EXERCISE SET
A) In the passage on predictive models below, what two strategies does the Renaissance Technologies team basically use?
B) Name every person and organization mentioned in the passage on predictive models below.
C) Continue the passage on predictive models below from its last sentence.

TEXT EXCERPT
In theory, it is always possible to embed layers of complexity within models. So a trend driven model could, in principle, predict major changes and what happens afterwards. In practice, there is never enough data to constrain such a complex model. Therefore, it is safer to build one model for within-regime trends and a wholly different model to predict the point beyond which it is no longer safe to rely upon the first model.
Finance is littered with such models. The major banks operate ‘indicators’ which are supposed to tell when a major economic phase is nearing its end-point. I find the modelling and statistical techniques to detect change to be quite developed but the application sorely lacking in other fields. A scientist will often provide a regime change analysis but not so many algorithms rely upon such for feedback control. I guess that one major application is any plant control system, the system relies on regime change models to operate safety shutdown procedures should things deviate too far from the controllable regime.
Monolithic models
Of course, in real world applications, models often appear as containing more than any single category I have mentioned above.
I read Gregory Zuckerman’s book about Jim Simons and his investment fund Renaissance Technologies recently. I was initially surprised to find that the team, which are effectively the most successful mathematical trading fund in the world are basically using only two strategies: trend and change. The book is quite disparaging about how simple the strategies are. I realised afterwards that this strategy actually fits quite well with my own classification of predictive models. In fact, they religiously cleaned and harmonised their database in the 1990’s in order to first have a perfect understanding of their ‘reality’. The beauty is in how they then use very simple algorithms based on both trend prediction and change detection to trade.

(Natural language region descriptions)
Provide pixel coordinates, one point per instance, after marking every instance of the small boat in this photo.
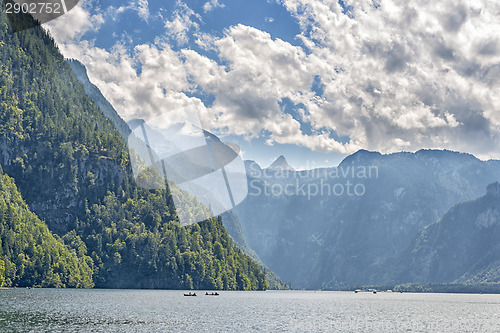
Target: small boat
(212, 294)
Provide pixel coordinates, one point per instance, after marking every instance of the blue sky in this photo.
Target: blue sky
(314, 80)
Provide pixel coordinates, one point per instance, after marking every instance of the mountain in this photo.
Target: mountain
(462, 247)
(96, 96)
(72, 168)
(336, 227)
(30, 255)
(280, 164)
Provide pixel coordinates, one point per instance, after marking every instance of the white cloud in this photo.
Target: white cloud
(211, 5)
(398, 76)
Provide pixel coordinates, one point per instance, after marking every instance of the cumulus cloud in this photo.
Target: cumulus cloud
(184, 21)
(211, 5)
(393, 76)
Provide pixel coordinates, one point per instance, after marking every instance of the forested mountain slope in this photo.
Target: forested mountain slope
(30, 254)
(73, 169)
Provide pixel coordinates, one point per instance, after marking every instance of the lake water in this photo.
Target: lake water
(66, 310)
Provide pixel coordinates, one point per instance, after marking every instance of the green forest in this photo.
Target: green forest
(73, 177)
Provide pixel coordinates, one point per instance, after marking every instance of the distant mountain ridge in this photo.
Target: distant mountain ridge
(462, 247)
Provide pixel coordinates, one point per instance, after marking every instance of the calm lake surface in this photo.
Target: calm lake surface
(65, 310)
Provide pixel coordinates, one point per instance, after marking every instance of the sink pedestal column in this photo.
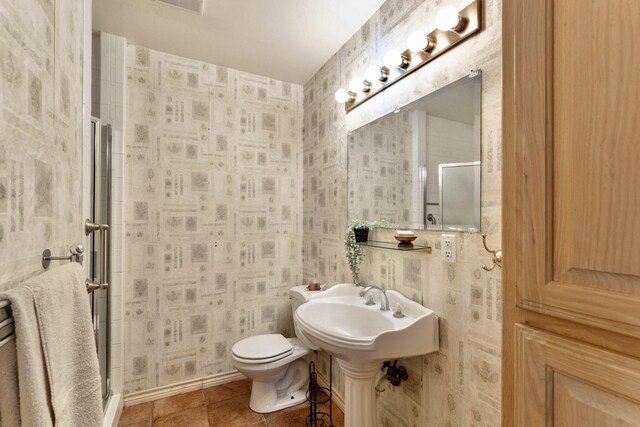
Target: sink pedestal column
(360, 394)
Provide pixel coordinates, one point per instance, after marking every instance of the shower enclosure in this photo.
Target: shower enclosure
(99, 270)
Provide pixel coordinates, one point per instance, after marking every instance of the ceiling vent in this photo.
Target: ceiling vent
(196, 6)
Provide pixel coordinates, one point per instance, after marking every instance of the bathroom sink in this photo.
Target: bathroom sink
(339, 322)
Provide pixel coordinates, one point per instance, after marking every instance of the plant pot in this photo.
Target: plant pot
(362, 234)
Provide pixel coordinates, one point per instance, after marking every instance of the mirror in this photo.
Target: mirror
(419, 167)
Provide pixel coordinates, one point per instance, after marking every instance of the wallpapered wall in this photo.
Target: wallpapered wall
(41, 63)
(460, 384)
(213, 234)
(383, 170)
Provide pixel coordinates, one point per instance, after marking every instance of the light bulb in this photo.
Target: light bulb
(373, 73)
(448, 19)
(394, 59)
(343, 95)
(419, 41)
(356, 85)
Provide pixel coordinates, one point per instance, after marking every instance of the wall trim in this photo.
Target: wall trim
(181, 387)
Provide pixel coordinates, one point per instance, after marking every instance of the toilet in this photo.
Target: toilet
(274, 364)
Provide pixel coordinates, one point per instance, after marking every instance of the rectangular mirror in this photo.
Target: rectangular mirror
(419, 167)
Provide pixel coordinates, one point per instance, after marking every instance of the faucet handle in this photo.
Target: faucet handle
(369, 299)
(398, 311)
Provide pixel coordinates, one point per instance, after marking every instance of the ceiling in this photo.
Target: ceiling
(283, 39)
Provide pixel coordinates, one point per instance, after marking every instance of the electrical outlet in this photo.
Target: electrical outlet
(449, 248)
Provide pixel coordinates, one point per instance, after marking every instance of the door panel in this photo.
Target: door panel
(577, 83)
(562, 382)
(571, 212)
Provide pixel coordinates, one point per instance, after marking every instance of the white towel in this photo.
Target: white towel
(58, 372)
(9, 402)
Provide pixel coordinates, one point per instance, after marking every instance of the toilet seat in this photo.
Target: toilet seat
(262, 349)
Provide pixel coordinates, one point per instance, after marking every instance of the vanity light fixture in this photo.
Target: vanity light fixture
(358, 85)
(375, 73)
(343, 96)
(453, 27)
(449, 19)
(394, 59)
(419, 41)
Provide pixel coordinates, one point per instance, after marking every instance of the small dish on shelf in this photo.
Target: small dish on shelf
(405, 241)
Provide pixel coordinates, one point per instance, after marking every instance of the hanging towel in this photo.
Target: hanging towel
(9, 402)
(58, 372)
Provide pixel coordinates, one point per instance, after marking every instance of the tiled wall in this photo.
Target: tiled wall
(460, 384)
(41, 116)
(213, 232)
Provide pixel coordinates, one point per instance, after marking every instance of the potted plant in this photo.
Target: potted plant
(354, 250)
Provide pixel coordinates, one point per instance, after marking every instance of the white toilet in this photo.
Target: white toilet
(273, 363)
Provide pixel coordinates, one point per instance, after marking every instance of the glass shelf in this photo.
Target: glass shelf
(394, 246)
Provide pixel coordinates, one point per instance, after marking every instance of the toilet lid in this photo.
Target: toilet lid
(262, 347)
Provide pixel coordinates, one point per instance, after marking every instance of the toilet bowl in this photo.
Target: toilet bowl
(274, 364)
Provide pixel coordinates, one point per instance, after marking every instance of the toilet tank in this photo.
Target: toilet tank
(299, 295)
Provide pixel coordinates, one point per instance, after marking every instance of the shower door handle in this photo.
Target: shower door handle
(103, 279)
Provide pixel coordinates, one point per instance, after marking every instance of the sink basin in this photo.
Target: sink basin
(339, 322)
(362, 337)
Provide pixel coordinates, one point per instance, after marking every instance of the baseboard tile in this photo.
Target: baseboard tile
(181, 387)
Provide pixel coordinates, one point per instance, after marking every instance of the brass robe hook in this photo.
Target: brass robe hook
(497, 255)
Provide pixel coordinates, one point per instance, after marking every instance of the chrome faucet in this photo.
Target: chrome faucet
(384, 301)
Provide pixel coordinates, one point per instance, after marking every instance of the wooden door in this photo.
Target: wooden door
(571, 197)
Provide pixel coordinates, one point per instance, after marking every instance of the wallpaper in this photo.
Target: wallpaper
(460, 384)
(382, 170)
(213, 212)
(41, 63)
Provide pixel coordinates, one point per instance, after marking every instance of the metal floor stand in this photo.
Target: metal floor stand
(315, 397)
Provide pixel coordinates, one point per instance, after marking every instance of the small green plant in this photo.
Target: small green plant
(354, 250)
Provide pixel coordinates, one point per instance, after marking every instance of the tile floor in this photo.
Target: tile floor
(225, 405)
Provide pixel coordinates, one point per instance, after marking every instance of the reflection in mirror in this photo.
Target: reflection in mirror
(419, 167)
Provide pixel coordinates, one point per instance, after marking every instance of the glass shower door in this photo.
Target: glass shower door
(101, 214)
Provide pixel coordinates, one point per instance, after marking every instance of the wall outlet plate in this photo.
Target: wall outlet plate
(449, 248)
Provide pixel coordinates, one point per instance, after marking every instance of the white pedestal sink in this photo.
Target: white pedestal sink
(361, 337)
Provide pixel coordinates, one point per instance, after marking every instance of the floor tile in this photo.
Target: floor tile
(192, 417)
(214, 396)
(135, 414)
(180, 402)
(233, 412)
(289, 418)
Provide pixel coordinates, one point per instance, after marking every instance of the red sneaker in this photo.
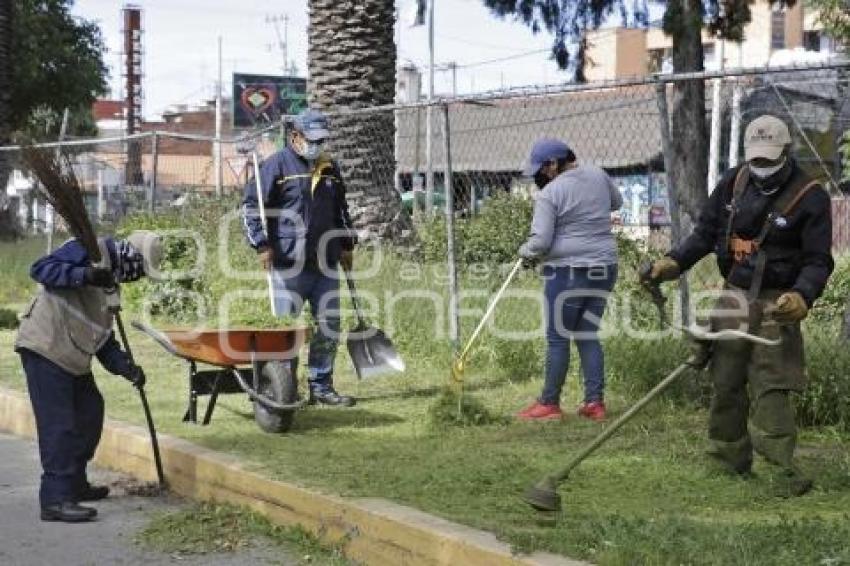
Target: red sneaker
(594, 410)
(540, 411)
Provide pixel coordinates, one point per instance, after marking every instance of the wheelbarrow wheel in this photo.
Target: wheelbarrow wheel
(277, 382)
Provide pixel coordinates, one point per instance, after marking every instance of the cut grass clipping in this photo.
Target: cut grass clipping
(458, 409)
(205, 528)
(8, 319)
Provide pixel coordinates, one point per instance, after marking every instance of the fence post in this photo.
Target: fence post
(454, 323)
(714, 140)
(429, 160)
(672, 192)
(154, 160)
(101, 202)
(735, 128)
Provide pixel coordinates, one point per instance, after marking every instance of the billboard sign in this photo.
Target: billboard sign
(263, 99)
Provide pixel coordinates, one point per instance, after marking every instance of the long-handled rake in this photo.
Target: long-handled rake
(543, 496)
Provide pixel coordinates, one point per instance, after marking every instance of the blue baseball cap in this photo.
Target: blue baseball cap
(544, 150)
(312, 124)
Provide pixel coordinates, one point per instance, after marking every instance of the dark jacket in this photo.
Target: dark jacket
(68, 322)
(798, 248)
(305, 209)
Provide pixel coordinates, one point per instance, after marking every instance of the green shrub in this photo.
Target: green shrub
(826, 398)
(492, 237)
(832, 304)
(8, 319)
(175, 300)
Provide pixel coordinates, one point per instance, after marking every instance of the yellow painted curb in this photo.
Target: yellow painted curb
(373, 531)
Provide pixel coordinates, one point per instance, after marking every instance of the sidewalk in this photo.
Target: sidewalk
(25, 540)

ANSWERS FOR THIS EXERCISE
A) Trend and change.

B) Gregory Zuckerman, Jim Simons, Renaissance Technologies

C)
Perhaps the team are not exactly pushing themselves in terms of predicting for longer time horizons. But there is a statistical reason for this. In a noisy model many small gains is a much more certain strategy than waiting for one big one. Nassim Taleb would say that the likelihood of outsized events is poorly constrained by historic data. We know they will happen, but our ability to predict even their true frequency requires a very different set of techniques
In neuroscience, where we model the learning and performance processes in the brain we often think of (i) perception, (ii) action, and (iii) world-model selection. Admittedly this is my own classification, but a theoretical neuroscientist would not disagree with the validity of my selections. Perception equates to figuring out what is current and real. We carry out actions based on a single model of the current problem or task. We carry many of these problem or task models in our brains. And we are able to switch between the problem models based on a separate model which is monitoring how we are doing and trying to align our internal sense of what task we are working on with up-to-date perceptions.
In truth any composite model must still be decomposable into the categories which I have described. I mentioned that a trend predicting model could incorporate greater and greater complexity to cover more and more regimes. But this is not without cost and the cost grows exponentially. It is much easier, to use the change of regime model to decide that it is time to switch trend predicting model.